PAGE EXTRACT:
Groups won't appeal timber salvage project

Hundreds of appeals and lawsuits on timber sales make it time consuming, at least, to turn a proposal on paper into reality on the forest floor.

But this week, three conservation groups are proving they're not always naysayers.

The groups sent an unusual letter to the Klamath National Forest announcing a decision not to appeal a timber salvage project east of Mt. Shasta.

"We're going to pat them on the back," said George Sexton, conservation director of the Klamath-Siskiyou Wildlands Center in Ashland, Ore. "We're trying to say, We're not against everything you do.'"

A U.S. Forest Service spokesman called the letter "refreshing."

It may be a symbolic gesture -- the proposed Little Horse salvage project doesn't involve any old-growth cutting, the very practice that has angered conservationists the most.

Instead, it would remove wind-toppled trees over nearly 5,000 acres near Tennant, about 20 miles northeast of McCloud.

Still, even projects such as these have been appealed in the past, said Forest Service spokesman Matt Mathes. He said the number of appeals forces staff to spend an "incredible" amount of time planning.

"Probably a relatively small part of our time is spent on actually analyzing environmental effects," Mathes said. "A great deal of time gets spent sitting in front of a computer in an office looking at how to make the decision as appeal-proof and lawsuit-proof as possible."

Conservationists have been accused in recent years of doing whatever it takes to stall fuels reduction projects, while the fire danger grows in the nation's overstocked forests.

Exact numbers are hard to come by. Researchers at Northern Arizona University discovered the Forest Service had no database keeping track of the quantity of appeals.

After putting together its own database, a university study found the number of overall appeals has declined since 1998.

Extracted data entries:
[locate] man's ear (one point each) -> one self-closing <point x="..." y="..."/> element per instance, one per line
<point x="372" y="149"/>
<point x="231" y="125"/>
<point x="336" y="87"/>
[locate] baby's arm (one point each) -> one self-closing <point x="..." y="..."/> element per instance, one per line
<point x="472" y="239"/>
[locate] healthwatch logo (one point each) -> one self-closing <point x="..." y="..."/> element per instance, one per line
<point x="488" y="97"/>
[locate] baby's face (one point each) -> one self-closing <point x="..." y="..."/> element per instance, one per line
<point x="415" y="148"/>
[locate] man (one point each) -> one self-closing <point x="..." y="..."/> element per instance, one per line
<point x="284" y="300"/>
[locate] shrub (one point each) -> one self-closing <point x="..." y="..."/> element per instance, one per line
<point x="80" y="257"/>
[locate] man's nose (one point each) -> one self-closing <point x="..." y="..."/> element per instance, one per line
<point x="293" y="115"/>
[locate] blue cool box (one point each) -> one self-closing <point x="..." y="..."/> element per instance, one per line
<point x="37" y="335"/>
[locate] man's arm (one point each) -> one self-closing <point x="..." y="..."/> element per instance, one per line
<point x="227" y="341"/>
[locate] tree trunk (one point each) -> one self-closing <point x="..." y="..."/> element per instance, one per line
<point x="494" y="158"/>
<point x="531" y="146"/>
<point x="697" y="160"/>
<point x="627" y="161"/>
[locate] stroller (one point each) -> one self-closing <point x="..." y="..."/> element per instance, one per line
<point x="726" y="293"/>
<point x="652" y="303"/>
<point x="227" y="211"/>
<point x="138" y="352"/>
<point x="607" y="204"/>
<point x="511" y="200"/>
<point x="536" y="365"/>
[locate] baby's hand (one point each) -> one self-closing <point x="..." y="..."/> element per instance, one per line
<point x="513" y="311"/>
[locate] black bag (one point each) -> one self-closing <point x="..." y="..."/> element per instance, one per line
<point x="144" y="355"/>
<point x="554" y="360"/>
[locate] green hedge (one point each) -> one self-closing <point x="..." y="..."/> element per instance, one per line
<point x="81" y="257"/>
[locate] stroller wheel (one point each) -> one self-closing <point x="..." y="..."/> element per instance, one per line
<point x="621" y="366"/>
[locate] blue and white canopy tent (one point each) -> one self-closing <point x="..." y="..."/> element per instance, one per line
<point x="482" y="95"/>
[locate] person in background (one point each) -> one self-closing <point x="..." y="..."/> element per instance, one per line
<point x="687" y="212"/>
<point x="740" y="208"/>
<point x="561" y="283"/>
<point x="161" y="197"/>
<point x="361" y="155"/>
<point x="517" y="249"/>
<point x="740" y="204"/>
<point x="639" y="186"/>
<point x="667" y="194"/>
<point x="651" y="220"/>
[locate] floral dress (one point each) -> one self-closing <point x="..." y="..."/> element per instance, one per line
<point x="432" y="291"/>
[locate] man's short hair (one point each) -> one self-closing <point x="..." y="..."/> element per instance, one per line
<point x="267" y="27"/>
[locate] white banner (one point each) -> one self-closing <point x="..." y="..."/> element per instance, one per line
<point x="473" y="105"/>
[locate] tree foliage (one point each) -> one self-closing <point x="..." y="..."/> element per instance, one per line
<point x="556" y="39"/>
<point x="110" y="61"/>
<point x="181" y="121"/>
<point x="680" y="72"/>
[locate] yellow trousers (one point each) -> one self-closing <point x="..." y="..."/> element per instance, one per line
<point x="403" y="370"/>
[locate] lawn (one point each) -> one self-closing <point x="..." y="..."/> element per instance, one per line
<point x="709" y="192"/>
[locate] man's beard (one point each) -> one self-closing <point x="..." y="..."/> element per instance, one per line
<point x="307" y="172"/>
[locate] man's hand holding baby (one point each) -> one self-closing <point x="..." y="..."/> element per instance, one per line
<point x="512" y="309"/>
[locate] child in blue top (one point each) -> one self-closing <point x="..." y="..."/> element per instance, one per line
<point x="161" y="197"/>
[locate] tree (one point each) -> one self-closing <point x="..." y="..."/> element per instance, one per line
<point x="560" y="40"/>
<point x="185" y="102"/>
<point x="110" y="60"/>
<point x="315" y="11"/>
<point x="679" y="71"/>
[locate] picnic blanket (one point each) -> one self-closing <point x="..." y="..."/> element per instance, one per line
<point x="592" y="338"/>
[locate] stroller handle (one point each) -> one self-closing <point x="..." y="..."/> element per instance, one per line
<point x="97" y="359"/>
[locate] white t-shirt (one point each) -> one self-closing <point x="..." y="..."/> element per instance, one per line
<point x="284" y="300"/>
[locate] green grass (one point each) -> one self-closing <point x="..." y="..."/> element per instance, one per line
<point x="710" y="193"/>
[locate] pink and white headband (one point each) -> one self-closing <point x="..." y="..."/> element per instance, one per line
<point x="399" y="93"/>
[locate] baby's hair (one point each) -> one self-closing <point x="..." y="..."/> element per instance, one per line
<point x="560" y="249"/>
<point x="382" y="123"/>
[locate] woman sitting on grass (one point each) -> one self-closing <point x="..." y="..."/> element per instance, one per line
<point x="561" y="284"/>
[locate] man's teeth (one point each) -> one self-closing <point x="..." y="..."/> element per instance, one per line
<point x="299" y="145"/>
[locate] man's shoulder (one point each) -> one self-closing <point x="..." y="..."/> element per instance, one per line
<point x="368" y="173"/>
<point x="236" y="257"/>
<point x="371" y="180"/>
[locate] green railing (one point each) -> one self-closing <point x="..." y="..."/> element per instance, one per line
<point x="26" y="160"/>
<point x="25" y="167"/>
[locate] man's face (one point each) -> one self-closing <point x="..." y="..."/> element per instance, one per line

SET PROBLEM 1:
Pull out every line of the records that contains the word "baby".
SET PROBLEM 2:
Supply the next part of the article about conservation groups declining to appeal the timber salvage project, picking up after its final sentence.

EXPECTED OUTPUT 1:
[locate] baby's arm (one point each) -> one self-closing <point x="..." y="..."/> element per instance, one per line
[locate] baby's face (one point each) -> one self-closing <point x="..." y="..."/> element per instance, one per line
[locate] baby's hand (one point each) -> one self-closing <point x="..." y="..."/> element per instance, one per line
[locate] man's hand holding baby (one point each) -> one self-closing <point x="..." y="..."/> element per instance, one per line
[locate] baby's hair (one point each) -> one self-closing <point x="..." y="..."/> element per instance, one per line

EXPECTED OUTPUT 2:
But a 2003 U.S. General Accounting Office survey shows that nearly 60 percent of the fuels reduction projects subject to appeal were in fact appealed. That's 194 projects across all national forests.

"It's frustrating to a lot of people in the Forest Service," Mathes said. "One of the reasons a lot of us join the agency is we do love the concept of public land. Frankly, putting out a two-inch thick environmental document uses a lot of paper and doesn't do a lot."

He added, however, that officials do take appeals seriously.

After praising the Klamath forest in his letter, Sexton writes that his organization's trust in that forest's timber program is "extremely low right now" thanks to seven other sales that would remove thousands of large-diameter trees.

He called the decision not to appeal a "significant leap of faith" for his group, as well as the Garberville-based Environmental Protection Information Center and the Klamath Forest Alliance, which also signed the letter.

Sexton couldn't say exactly how many appeals his group has filed. But the university study pinpoints 18 appeals in Oregon or Washington alone from 1997 through September 2002.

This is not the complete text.